* _Records drawn from a data source_:
▼

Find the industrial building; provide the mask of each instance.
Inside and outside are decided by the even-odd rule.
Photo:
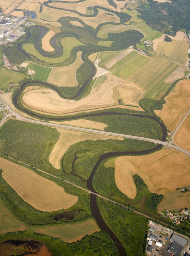
[[[155,235],[152,235],[152,234],[150,235],[150,239],[154,240],[154,241],[156,241],[157,240],[157,237],[156,237]]]

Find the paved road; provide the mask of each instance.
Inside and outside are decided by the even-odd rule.
[[[75,126],[70,126],[65,125],[63,124],[54,124],[52,123],[49,123],[43,121],[40,121],[38,120],[35,120],[32,119],[30,119],[24,117],[21,114],[14,112],[11,109],[11,108],[8,106],[4,101],[1,99],[0,97],[0,100],[3,101],[5,105],[7,106],[8,109],[10,111],[10,113],[8,114],[6,116],[7,118],[10,117],[11,116],[16,116],[17,118],[21,120],[29,122],[31,122],[35,124],[41,124],[41,125],[44,125],[48,126],[51,126],[51,127],[58,127],[59,128],[63,128],[65,129],[68,129],[71,130],[74,130],[76,131],[83,131],[87,132],[92,132],[93,133],[101,134],[104,134],[105,135],[108,135],[108,136],[112,136],[116,137],[120,137],[122,138],[131,138],[135,140],[144,140],[146,141],[148,141],[150,142],[153,142],[155,144],[159,144],[163,145],[165,147],[173,148],[176,150],[178,150],[184,154],[190,156],[190,152],[187,150],[175,145],[173,145],[169,144],[165,142],[161,141],[158,140],[155,140],[153,138],[146,138],[145,137],[140,137],[139,136],[133,136],[132,135],[128,135],[127,134],[121,134],[116,133],[114,132],[105,132],[104,131],[99,130],[94,130],[93,129],[89,129],[87,128],[81,128],[80,127],[76,127]],[[6,121],[5,117],[3,119],[3,120],[0,122],[0,126],[2,125],[4,122]]]

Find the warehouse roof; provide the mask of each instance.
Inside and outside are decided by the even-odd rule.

▲

* _What you are asked to do_:
Convert all of the records above into a JSON list of strings, one string per line, omitting blank lines. Exclude the pictures from the list.

* _Response_:
[
  "Find the industrial building; provide the mask of each instance.",
  "Inside and outside are decided by the even-odd rule.",
  "Photo:",
  "[[[155,235],[152,235],[152,234],[150,235],[150,239],[154,240],[154,241],[156,241],[157,240],[157,237],[156,237]]]",
  "Find the paved road; provide the mask of each instance.",
  "Inside and outside are decided by the even-odd rule.",
  "[[[75,126],[70,126],[65,125],[63,124],[54,124],[52,123],[49,123],[43,121],[40,121],[38,120],[35,120],[32,119],[30,119],[24,117],[21,114],[14,112],[11,109],[11,108],[8,106],[4,101],[1,99],[0,97],[0,100],[3,101],[5,105],[7,106],[8,109],[10,111],[10,113],[8,114],[6,116],[7,118],[10,117],[11,116],[16,116],[17,118],[21,120],[29,122],[31,122],[35,124],[41,124],[41,125],[44,125],[48,126],[51,126],[51,127],[58,127],[59,128],[63,128],[65,129],[68,129],[71,130],[74,130],[76,131],[83,131],[87,132],[92,132],[93,133],[101,134],[104,134],[105,135],[108,135],[108,136],[112,136],[116,137],[120,137],[122,138],[131,138],[135,140],[144,140],[146,141],[148,141],[150,142],[153,142],[155,144],[159,144],[163,145],[165,147],[173,148],[176,150],[178,150],[184,154],[190,156],[190,152],[187,150],[175,145],[173,145],[169,144],[165,142],[161,141],[158,140],[155,140],[153,138],[146,138],[145,137],[140,137],[139,136],[133,136],[132,135],[128,135],[127,134],[121,134],[116,133],[114,132],[105,132],[104,131],[99,130],[94,130],[93,129],[89,129],[87,128],[81,128],[80,127],[76,127]],[[6,121],[5,117],[3,119],[3,120],[0,122],[0,126],[2,125],[4,122]]]",
  "Find the warehouse roof; provide the mask of each instance.",
  "Inside and outside are decided by the even-odd rule."
]